◆ Passage shown:
Inneresting #253 - Hollywood Ruined (x) for Me

Solve for all values of (x)

Inneresting #253 - Hollywood Ruined (x) for Me
Head of the Class was already an unrealistic depiction of high school, and then they took a school trip to Moscow for two episodes.

Calling something fiction removes the expectation that the story told actually happened exactly as depicted. But what about those places where fiction creates or reinforces false ideas for the audience? This week is all about when film and television skew an audience's understanding of how something in the world actually works.

High School

Cherry-Tape Magazine considers that a big audience for high school coming-of-age films and tv shows includes people who aren’t yet in high school, but are looking for a preview of it. The inflated sense of stakes for these stories can create a distorted view of what’s to come:

They’re portrayed as all of your best, most important memories and everything will matter. Like I mentioned before to an extent, yes, because everything you do will lead you to become the person you are today (hopefully, not shitty) but it isn’t the end all be all.

◆ Dataset rows:
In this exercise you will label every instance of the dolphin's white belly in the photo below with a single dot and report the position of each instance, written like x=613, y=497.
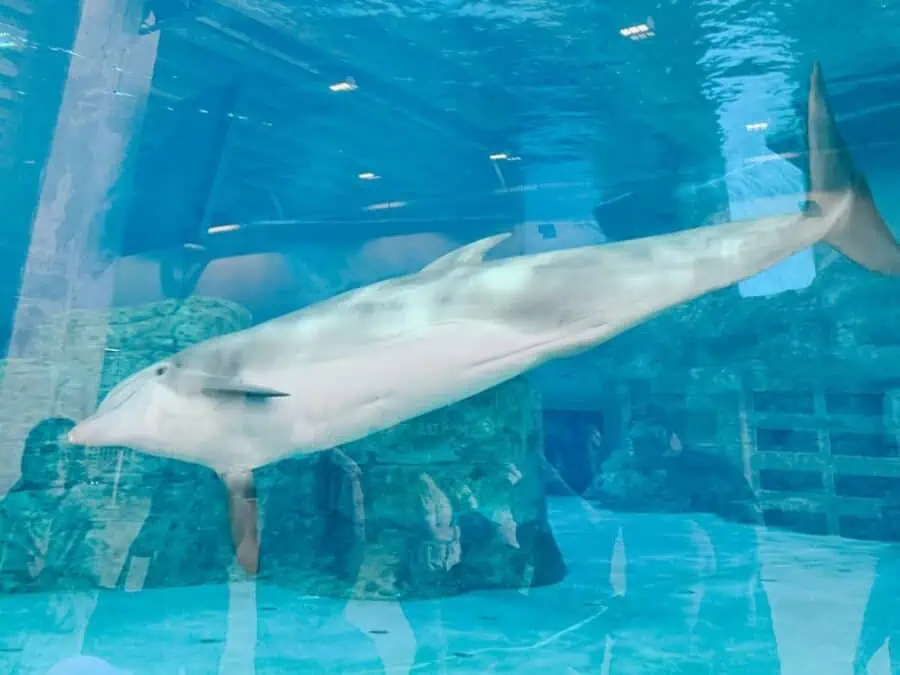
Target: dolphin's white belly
* * *
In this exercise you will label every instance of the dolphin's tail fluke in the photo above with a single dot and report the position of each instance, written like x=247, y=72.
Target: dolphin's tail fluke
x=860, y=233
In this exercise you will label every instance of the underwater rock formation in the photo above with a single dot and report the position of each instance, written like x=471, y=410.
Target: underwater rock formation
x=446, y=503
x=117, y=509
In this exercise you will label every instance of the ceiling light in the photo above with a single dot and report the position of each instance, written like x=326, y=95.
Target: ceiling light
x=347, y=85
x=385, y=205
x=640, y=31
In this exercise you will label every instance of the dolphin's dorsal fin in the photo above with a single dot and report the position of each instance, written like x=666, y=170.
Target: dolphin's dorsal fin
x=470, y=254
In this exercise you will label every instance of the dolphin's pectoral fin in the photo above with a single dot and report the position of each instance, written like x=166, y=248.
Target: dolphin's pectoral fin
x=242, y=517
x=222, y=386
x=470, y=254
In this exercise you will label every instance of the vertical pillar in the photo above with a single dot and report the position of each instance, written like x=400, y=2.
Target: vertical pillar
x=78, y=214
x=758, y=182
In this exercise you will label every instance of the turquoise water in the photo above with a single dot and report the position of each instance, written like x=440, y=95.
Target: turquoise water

◆ Given request 1:
Update the rows from the one containing "like x=247, y=72." down to the one containing "x=117, y=509" by replacing "rock formation" with "stone outcrop", leaving everything else unchanged. Give back only those rows.
◆ Given request 2:
Go on with the article about film and television distorting how things work, starting after its last sentence.

◆ Response 1:
In this exercise you will label every instance of the dolphin's tail fluke in the photo above with a single dot and report the position of each instance, written like x=247, y=72.
Target: dolphin's tail fluke
x=860, y=233
In this exercise you will label every instance of the underwater stone outcrop in the photo above with a single dot and report the position of each instance, written like x=471, y=410.
Target: underwater stone outcrop
x=446, y=503
x=117, y=509

◆ Response 2:
Tricia Mahler singles out She’s All That and 10 Things I Hate About You for creating negative expectations about high school dating that lead her to make preemptively defensive choices in her behavior and personality.

Vera Paulino contexualizes the importance of Prom in teen movies with the origins of the concept and its connections to debutante balls and a focus on pushing teens to conform to set ideas of wealth, privilege, and beauty.

Scene from The Simpsons parodying Married... With Children. Peg and Al sit on the couch. Peg: Al, let's have sex! Al: Uh... No, Peg.

Love(?) & Marriage

InkLattice breaks down the elements of "the sitcom gender feedback loop,” and how the most common tropes used in sitcoms about married couples worked to reinforce stereotypes. Also featured: Examples of more recent sitcoms attempting to flip the script and present healthier examples of partnership.

Nicola Brayan questions the Boomer Humor version of marriage, and pushes back against the clammy idea that the only real marriage is a sacred bond between a scold and a man-child.

Jeremy Glass points out how married couples’ sexual relationships (or lack therof) in TV sitcoms negatively influences people’s ability to take a more nuanced look at actual issues of intimacy and trust in their own relationships. 

From Geostorm, a little yellow car speeds away from dozens of simultaneous lightning strikes.
We love a callback.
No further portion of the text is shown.